Coordinate annotation items:
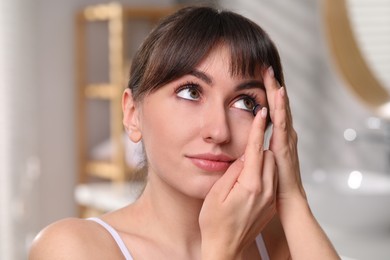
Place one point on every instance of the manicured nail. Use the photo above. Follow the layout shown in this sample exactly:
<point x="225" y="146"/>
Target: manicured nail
<point x="282" y="91"/>
<point x="271" y="71"/>
<point x="264" y="112"/>
<point x="256" y="109"/>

> _Task statement_:
Copy out every item above word for word, leaving out the pictures.

> _Exercise solution_:
Place one point on every instance of the manicured nail. Use the photo above. Follow the layout shown in this sample exactly:
<point x="225" y="146"/>
Target: manicured nail
<point x="282" y="91"/>
<point x="271" y="71"/>
<point x="264" y="112"/>
<point x="256" y="109"/>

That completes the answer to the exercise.